### Job A
Answer these questions from the passage below on Baltic cod and sprat recruitment, one line each:
(i) What depth range was used for the midwater temperature?
(ii) What salinity threshold defines the reproductive volume?
(iii) Which data were used as the variable influencing sprat larval survival?
### Job B
List every source cited in the passage below on Baltic cod and sprat recruitment.

** BEGIN Document passage **

Midwater temperature (40–60 m) was used to model sprat recruitment because it is known to influence egg and larval survival (Nissling, 2004). We also used the reproductive volume (RV) as a predictor for cod recruitment. RV is the water volume with a salinity >11 psu and an oxygen content >2 ml l–1, representing the minimal conditions for successful cod egg development in the deep Baltic basins (MacKenzie et al., 2000; Köster et al., 2005). Pseudocalanus acuspes and Acartia spp. data were used in recruitment–environment models as variables influencing cod and sprat larval survival, respectively (Hinrichsen et al., 2002; Voss et al., 2003; Dickmann et al., 2007).

** END Document passage **
** BEGIN Collected material **

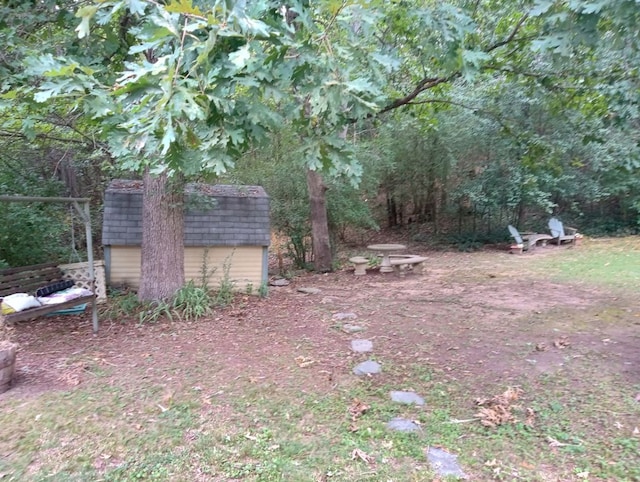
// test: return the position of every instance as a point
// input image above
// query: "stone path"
(443, 463)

** END Collected material **

### Response A
(i) 40–60 m
(ii) More than 11 psu
(iii) Acartia spp.

### Response B
Nissling, 2004
MacKenzie et al., 2000
Köster et al., 2005
Hinrichsen et al., 2002
Voss et al., 2003
Dickmann et al., 2007